Work instructions ::
(a) According to the text on baseball transactions, why should readers be skeptical about reports that the Nationals and Adam LaRoche are close to an agreement? Answer in one to three sentences.
(b) In the text on baseball transactions, rewrite the passage from "Other big transactions" to "himself in Philadelphia.", changing "Phillies" to "Mets".

Text provided ::
* * *

Hark! The L.A. Angels spend
The winter season's first true blockbuster transaction took place last week, as the L.A. Angels signed Josh Hamilton to a five-year contract worth $125 million, with a full no-trade clause. Preliminary negotiations began on December 4, and after no comparable offers came forth, the deal was made on December 12. Hamilton is 31 years old, and the owners of his old team (the Texas Rangers) evidently didn't think he was worth competing with big-market teams. He said of that, "I'd be lying to you if I said it didn't bother me a little bit, that they didn't put the press on." But the main thing is, he is excited to be with a team that is determined to compete in the postseason. See MLB.com. Hopefully they'll get more bang for the buck than they did with Albert Pujols, who is past the peak of his career but with nine (9) years left on his $200+ million contract.
The Angels also acquired free agent pitcher Sean Burnett, one of the most reliable relief pitchers for the Washington Nationals this year. That's too bad for the Nats, who are going to need a solid left-hander in the bullpen. The Angels also obtained starting pitcher Jason Vargas from the Mariners in a trade for their designated hitter Kendrys Morales. Franchise owner Arte Moreno is getting eager for his team to make it back to the World Series, but he denies his big spending is motivated by the cross-town rivalry with the Dodgers (see below); see MLB.com. It was just after the Angels' first (and only) world championship in 2002 that he bought the team for $184 million.
Meanwhile, the L.A. Dodgers acquired free agent Zack Greinke, who was demanding more money than the Angels were willing to pay. He spent the first two months of 2012 season in Anaheim, before returning to the Milwaukee Brewers. He played his first seven years in Kansas City, and had his best year in 2009, with an ERA of 2.19, a 16-8 win-loss record, and 242 strikeouts. A player of his caliber is surely tired of bouncing around like he has been for the past couple years. See MLB.com.
Other big transactions
Supposedly, negotiations between the Nationals and Adam LaRoche are getting close to a positive resolution. See MLB.com. If they sign LaRoche, I don't see how they can keep Michael Morse, who would return to first base if LaRoche plays elsewhere next year. Of course, anyone who has been following the budget negotiations between the White House and Congress should have a skeptical view of [this]; talks in Washington often go right down to the last minute.
John Lannan, the former ace pitcher for the Washington Nationals until he was relegated to the minors for most of this past year, signed a one-year contract with the Phillies. He's usually very good, and will get many more opportunities to prove himself in Philadelphia.
Outfielder Raul Ibañez reportedly signed a one-year contract with the Mariners; he had played in Seattle on two prior occasions. He made a big splash with the Yankees in Game 3 of the AL divisional series against the Orioles in October, hitting both the game-tying home run in the 9th inning and game-winning home run in the 12th inning.

* * *

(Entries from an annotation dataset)
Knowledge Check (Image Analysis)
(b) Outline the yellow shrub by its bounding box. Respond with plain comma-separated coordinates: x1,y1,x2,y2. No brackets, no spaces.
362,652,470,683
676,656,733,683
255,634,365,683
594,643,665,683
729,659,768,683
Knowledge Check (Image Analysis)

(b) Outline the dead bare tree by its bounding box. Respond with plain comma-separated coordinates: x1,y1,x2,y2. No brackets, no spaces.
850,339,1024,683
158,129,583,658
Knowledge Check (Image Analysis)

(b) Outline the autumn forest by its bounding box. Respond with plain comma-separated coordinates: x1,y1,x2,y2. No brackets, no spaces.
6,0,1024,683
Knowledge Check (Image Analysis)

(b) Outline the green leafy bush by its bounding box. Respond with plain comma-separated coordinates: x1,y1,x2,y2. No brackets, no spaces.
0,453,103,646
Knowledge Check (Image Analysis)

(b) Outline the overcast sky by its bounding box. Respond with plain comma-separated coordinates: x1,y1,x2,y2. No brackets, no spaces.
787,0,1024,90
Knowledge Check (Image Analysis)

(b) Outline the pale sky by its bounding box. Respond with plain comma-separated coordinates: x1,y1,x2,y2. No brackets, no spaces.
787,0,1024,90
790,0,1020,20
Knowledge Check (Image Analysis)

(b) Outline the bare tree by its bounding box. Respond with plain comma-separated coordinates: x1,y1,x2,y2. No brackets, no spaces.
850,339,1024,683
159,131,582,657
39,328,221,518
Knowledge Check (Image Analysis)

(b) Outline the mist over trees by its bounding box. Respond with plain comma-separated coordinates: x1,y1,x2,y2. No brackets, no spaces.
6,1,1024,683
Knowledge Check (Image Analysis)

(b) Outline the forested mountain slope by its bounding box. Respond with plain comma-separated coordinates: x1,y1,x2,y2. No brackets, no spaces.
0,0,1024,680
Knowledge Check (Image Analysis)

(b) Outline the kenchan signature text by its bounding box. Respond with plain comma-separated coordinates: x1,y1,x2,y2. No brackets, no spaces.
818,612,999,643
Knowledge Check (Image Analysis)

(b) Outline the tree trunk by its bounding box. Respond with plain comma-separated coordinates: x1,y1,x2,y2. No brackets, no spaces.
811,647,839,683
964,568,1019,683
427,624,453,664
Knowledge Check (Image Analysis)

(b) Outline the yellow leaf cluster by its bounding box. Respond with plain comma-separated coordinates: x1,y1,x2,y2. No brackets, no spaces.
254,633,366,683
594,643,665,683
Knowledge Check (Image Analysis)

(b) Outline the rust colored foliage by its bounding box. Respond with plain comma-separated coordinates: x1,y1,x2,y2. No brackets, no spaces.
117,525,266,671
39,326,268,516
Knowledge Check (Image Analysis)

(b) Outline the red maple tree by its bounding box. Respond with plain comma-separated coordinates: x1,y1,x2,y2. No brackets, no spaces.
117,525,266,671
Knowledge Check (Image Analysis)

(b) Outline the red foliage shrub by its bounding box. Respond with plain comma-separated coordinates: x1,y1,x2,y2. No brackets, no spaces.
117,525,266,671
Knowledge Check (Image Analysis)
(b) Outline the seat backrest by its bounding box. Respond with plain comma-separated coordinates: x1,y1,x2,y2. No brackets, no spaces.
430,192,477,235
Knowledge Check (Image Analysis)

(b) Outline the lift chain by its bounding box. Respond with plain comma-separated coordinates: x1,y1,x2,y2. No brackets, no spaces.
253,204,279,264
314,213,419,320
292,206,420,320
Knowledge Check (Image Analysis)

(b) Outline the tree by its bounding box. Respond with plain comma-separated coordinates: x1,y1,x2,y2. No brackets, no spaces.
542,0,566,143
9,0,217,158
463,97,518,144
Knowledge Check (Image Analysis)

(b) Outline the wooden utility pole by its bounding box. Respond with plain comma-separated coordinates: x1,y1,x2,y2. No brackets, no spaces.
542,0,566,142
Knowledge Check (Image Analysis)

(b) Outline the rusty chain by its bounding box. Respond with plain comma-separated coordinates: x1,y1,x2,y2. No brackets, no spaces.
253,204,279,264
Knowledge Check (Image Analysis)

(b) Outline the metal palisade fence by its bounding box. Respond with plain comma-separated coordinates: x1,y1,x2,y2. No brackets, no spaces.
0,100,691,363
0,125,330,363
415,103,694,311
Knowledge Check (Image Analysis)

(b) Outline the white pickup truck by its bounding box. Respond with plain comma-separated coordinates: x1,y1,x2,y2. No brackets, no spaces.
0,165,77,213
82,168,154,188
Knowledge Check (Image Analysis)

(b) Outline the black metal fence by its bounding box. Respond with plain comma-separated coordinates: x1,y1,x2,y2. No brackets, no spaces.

* * *

The responses ::
(a) The text compares these talks to the budget negotiations between the White House and Congress. It notes that talks in Washington often go right down to the last minute.

(b)
Other big transactions
Supposedly, negotiations between the Nationals and Adam LaRoche are getting close to a positive resolution. See MLB.com. If they sign LaRoche, I don't see how they can keep Michael Morse, who would return to first base if LaRoche plays elsewhere next year. Of course, anyone who has been following the budget negotiations between the White House and Congress should have a skeptical view of [this]; talks in Washington often go right down to the last minute.
John Lannan, the former ace pitcher for the Washington Nationals until he was relegated to the minors for most of this past year, signed a one-year contract with the Mets. He's usually very good, and will get many more opportunities to prove himself in Philadelphia.